Task goal:
Copy the data word for word, everything from the line containing "look for young girl" down to the line containing "[0,113,59,200]".

Extracted records:
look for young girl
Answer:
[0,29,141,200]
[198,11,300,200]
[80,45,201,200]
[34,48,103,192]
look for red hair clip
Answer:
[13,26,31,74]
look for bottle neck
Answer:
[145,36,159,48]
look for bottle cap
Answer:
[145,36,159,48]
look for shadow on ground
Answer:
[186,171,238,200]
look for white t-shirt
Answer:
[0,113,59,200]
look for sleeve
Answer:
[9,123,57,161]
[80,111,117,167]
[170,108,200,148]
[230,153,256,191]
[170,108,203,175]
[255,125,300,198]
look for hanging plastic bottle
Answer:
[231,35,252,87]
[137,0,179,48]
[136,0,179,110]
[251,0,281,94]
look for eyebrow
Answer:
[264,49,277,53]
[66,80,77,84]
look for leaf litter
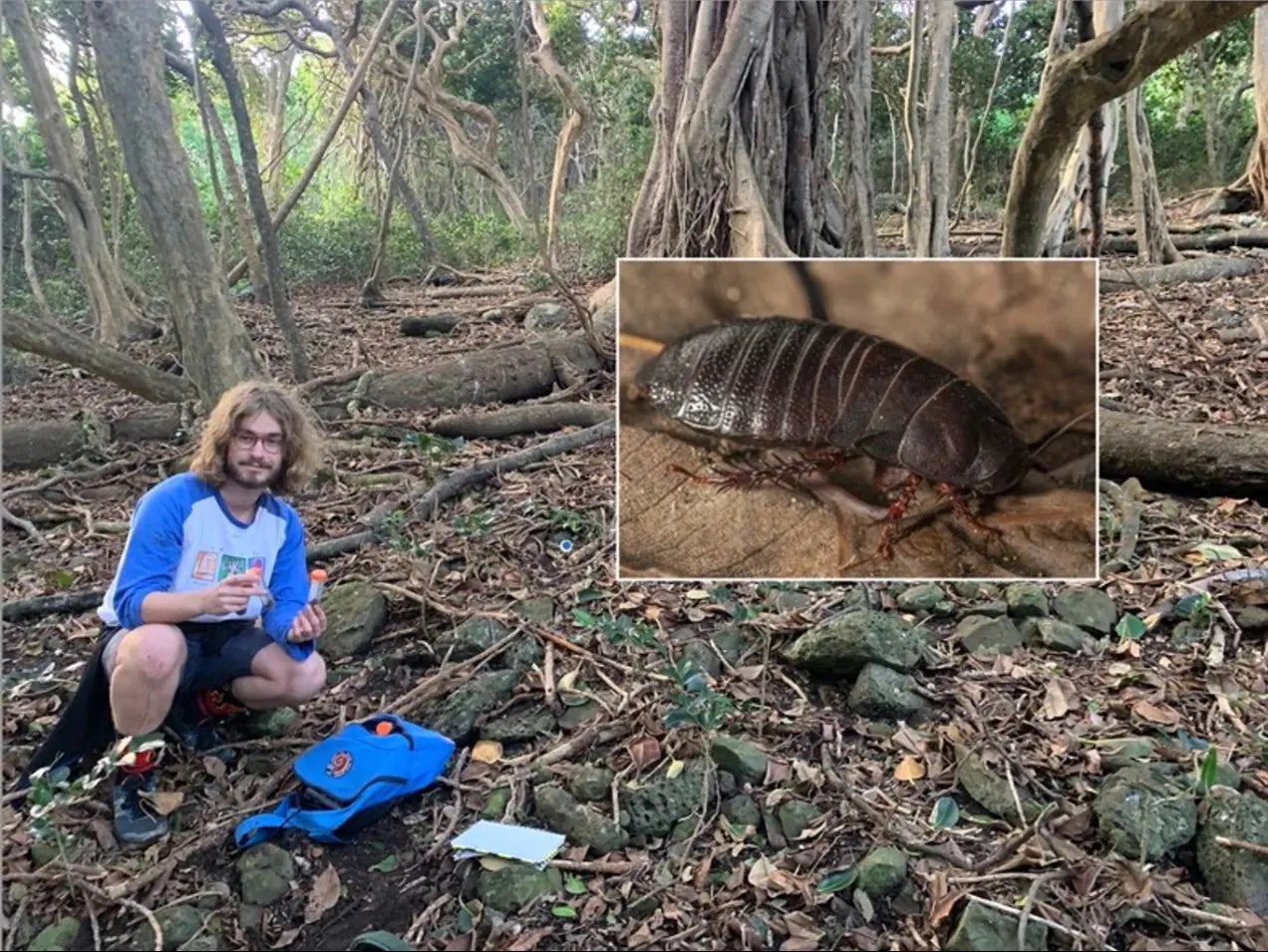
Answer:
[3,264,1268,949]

...

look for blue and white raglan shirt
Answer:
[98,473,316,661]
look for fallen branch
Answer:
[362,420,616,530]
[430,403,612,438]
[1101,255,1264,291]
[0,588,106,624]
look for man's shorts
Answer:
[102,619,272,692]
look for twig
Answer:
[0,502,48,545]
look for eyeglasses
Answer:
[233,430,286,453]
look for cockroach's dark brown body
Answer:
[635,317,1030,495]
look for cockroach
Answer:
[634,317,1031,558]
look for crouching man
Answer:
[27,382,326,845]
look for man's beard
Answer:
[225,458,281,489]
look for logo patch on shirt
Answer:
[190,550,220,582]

Finished exercise:
look for young girl
Answer:
[0,29,141,200]
[198,11,300,200]
[80,45,201,200]
[34,48,103,192]
look for red hair clip
Answer:
[13,26,31,74]
look for bottle neck
Answer:
[145,36,159,48]
look for bottle cap
Answer:
[145,36,159,48]
look for shadow on ground
Answer:
[186,171,238,200]
look for white t-shirt
Answer:
[0,113,59,200]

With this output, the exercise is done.